(Dataset entries)
──────────────────────────────
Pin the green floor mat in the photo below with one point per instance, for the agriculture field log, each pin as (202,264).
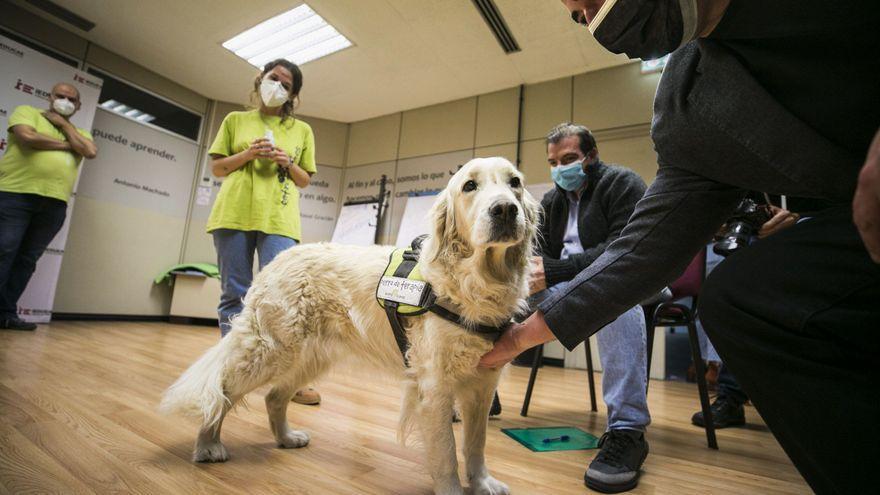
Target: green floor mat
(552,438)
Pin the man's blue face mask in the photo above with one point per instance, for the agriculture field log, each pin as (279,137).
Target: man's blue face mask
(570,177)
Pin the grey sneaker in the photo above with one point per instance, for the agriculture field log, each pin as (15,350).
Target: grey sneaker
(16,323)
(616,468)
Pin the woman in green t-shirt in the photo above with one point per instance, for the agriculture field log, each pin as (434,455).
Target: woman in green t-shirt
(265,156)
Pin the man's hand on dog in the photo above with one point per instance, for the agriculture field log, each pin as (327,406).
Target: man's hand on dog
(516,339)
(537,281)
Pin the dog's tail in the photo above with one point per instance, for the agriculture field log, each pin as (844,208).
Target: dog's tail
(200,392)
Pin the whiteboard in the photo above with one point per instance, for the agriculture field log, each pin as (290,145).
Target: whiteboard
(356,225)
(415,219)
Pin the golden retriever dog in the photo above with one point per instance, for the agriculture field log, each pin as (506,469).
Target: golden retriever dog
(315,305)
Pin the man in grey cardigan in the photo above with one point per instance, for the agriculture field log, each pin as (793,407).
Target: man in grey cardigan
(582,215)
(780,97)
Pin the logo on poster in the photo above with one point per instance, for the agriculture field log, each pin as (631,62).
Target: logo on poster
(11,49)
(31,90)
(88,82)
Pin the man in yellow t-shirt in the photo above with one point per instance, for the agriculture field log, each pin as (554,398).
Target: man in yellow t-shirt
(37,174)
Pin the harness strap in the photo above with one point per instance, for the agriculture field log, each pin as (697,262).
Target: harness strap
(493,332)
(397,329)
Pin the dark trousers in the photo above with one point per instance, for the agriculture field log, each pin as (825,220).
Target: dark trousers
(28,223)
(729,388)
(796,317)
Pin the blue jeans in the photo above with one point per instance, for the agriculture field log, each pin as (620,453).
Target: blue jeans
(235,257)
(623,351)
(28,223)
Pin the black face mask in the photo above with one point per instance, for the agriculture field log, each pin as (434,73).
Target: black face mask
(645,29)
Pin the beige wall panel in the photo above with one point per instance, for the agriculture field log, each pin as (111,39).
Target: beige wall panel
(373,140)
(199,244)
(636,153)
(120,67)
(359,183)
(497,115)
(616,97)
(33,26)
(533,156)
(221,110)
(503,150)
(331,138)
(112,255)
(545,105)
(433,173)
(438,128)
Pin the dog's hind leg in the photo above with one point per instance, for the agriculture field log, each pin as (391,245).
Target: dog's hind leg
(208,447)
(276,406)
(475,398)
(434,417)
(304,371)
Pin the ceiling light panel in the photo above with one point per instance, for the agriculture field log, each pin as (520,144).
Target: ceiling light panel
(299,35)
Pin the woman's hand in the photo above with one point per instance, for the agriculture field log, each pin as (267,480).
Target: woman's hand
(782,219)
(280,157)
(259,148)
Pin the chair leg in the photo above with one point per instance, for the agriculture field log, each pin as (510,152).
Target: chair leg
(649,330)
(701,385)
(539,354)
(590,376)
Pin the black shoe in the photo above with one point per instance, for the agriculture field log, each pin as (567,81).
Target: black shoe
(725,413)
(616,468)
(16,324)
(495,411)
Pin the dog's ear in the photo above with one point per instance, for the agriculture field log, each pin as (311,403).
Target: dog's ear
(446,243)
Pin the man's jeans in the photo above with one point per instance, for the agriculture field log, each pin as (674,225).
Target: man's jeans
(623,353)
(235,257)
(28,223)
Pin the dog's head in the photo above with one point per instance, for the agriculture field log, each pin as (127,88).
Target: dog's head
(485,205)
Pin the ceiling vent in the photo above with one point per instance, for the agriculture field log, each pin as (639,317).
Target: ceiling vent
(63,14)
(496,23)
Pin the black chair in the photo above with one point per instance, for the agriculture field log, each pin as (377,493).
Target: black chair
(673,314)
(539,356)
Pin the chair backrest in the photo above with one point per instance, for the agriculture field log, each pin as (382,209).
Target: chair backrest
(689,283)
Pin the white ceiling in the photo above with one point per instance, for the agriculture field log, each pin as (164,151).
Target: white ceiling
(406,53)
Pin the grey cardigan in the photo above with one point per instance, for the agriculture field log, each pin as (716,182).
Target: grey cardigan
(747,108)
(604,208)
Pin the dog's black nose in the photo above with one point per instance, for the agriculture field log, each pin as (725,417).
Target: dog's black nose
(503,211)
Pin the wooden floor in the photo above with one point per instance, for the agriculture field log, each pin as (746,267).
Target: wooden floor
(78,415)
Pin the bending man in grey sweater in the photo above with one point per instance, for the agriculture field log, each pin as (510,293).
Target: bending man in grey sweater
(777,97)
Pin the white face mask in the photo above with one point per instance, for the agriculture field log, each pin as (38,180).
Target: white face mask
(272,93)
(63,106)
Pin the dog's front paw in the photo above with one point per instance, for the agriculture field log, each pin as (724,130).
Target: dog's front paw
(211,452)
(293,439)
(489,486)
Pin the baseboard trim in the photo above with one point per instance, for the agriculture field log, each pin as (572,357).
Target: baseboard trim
──────────────────────────────
Leave out the pictures and give the rest of the records again exactly.

Full answer =>
Pin the green floor mat in the photo below with one point per instance, for the agriculture field log, each pin as (202,264).
Target: green floor mat
(552,438)
Pin the man's blue face mask in the photo above with one point per instance, for the agriculture field log, each pin as (279,137).
Target: man's blue face mask
(570,177)
Pin the grey sneaker in the photo above with one point per instance, for the agriculture field log, each pin as (15,350).
Target: grey sneaker
(16,323)
(616,468)
Pin the woman in green t-shirt in the photo above with one point per instance, for the agriculture field log, each pin as (434,455).
Target: woman in green t-shirt
(265,156)
Pin the man's hand on dog in the photo above with one point per instance, for the agriculture field log, each pin as (327,406).
Target: man's hand on dog
(516,339)
(537,281)
Pin the dog's tail in the photo above with one point per instance, for the agriculture field log, each pin as (844,208).
Target: dog's tail
(200,392)
Pin the whiteboard in the photo above with one point per instance, for the agriculture field log, each pin as (290,145).
Target: whiteboard
(356,225)
(415,219)
Pin the golden retriever dog in the photo above with one point per instance, for the agriculture field log, each pin as (506,469).
Target: golden retriever dog
(315,305)
Pin the man in grey cardigan in the photo above with one point per instance, for the agriculture field log, each pin as (793,407).
Target: man in grey cardigan
(582,215)
(780,97)
Pin the logo on poster in the photo above with one point per instance, for the agriculture field log, each pin as (631,62).
Target: logo on poster
(11,49)
(31,90)
(88,82)
Pin the man in yellow t-shirt in the photo above with one point per instance, for the agriculture field log, each pin as (554,398).
Target: man in yellow t-shirt
(37,174)
Pin the harness strap in the photo above with one point per instance, for the agriculture field log, each pin as (697,262).
Target: harness strap
(493,332)
(397,329)
Pin the dark trousers in the photo above with one point per instance, for the agriculture field log, each pin as (825,220).
Target: dark trousers
(28,223)
(729,388)
(796,317)
Pin the blue jeans in the photo above with one point per instance, for the agriculture field log, each pin as (620,453).
Target: blue jeans
(235,257)
(623,351)
(28,223)
Pin the black face mask in the photo above with one point per instance, for the agriculture field log, each pin as (434,73).
Target: black face mask
(645,29)
Pin the beige wall panel in the photo above with one point per instance, for the agriculture field log, each pin as (111,39).
Target: beige wall panel
(373,140)
(199,244)
(636,153)
(120,67)
(359,183)
(497,115)
(616,97)
(33,26)
(533,156)
(221,110)
(503,150)
(331,138)
(112,255)
(545,105)
(433,173)
(438,128)
Pin the dog's hind leg in the photo above with one point per instance, for the agriculture field log, each pin as (391,245).
Target: dog's hind leg
(208,447)
(276,406)
(475,398)
(434,417)
(304,371)
Pin the ceiling light panel in the photo above with one point per instance, for the agriculture field log, each pin as (520,144).
Target: ceiling light panel
(299,35)
Pin the woman's hand in the photo above with one point per instance, for the agriculture field log, each pin as (267,480).
Target: woman's hand
(782,219)
(280,157)
(259,148)
Pin the chair leg in the photo above with one point per instance, for the agriculture field log, each pin as (510,152).
Target: chair leg
(649,330)
(701,385)
(539,354)
(590,376)
Pin the black shoe in the photo above with one point per instance, for the agriculture field log, each pin as (567,81).
Target: black shoe
(725,413)
(616,468)
(16,324)
(495,411)
Pin the dog's ear in the photo above with one point per instance, for the agriculture field log, each pin as (311,403).
Target: dog's ear
(446,243)
Pin the man's jeans in the photo above with one point per instance, for the agriculture field log, each pin as (674,225).
Target: man's jeans
(623,353)
(235,257)
(28,223)
Pin the dog's head in the photo above with one point per instance, for the agriculture field log, each pin as (127,88).
Target: dog's head
(485,205)
Pin the ceiling vent in the photo above with one point per instance, for the agriculture field log, each pin as (639,317).
Target: ceiling vent
(63,14)
(496,23)
Pin the black chair in the photo above with one point per instance, for the agriculture field log, each pin as (377,493).
Target: black chair
(673,314)
(539,356)
Pin the chair backrest in the photo above with one point per instance, for the agriculture field log, each pin as (382,209).
Target: chair backrest
(689,283)
Pin the white ceiling in the photo above with one point per instance, for the agriculture field log, each pin as (164,151).
Target: white ceiling
(406,53)
Pin the grey cardigan in the photo above with one point per instance, for the agriculture field log, each pin as (716,182).
Target: grey cardigan
(747,108)
(604,208)
Pin the dog's black nose in the photo above with one point per instance, for the agriculture field log, each pin as (725,417).
Target: dog's black nose
(503,211)
Pin the wooden floor in the photo above with one point per instance, for the agriculture field log, each pin as (746,267).
Target: wooden floor
(78,415)
Pin the bending man in grey sweater in the photo above with one point per instance, for the agriculture field log, each pin as (510,293).
Target: bending man in grey sweater
(777,97)
Pin the white face mask in the photo above with one point per instance, for the agriculture field log, each pin as (38,180).
Target: white face mask
(272,93)
(63,106)
Pin the dog's front paw in the photo above with one point per instance, for the agriculture field log, each pin as (724,130).
Target: dog's front paw
(211,452)
(293,439)
(489,486)
Pin the baseboard trim in the photo above with one point per instance, for the agriculture field log, each pin as (572,357).
Target: baseboard trim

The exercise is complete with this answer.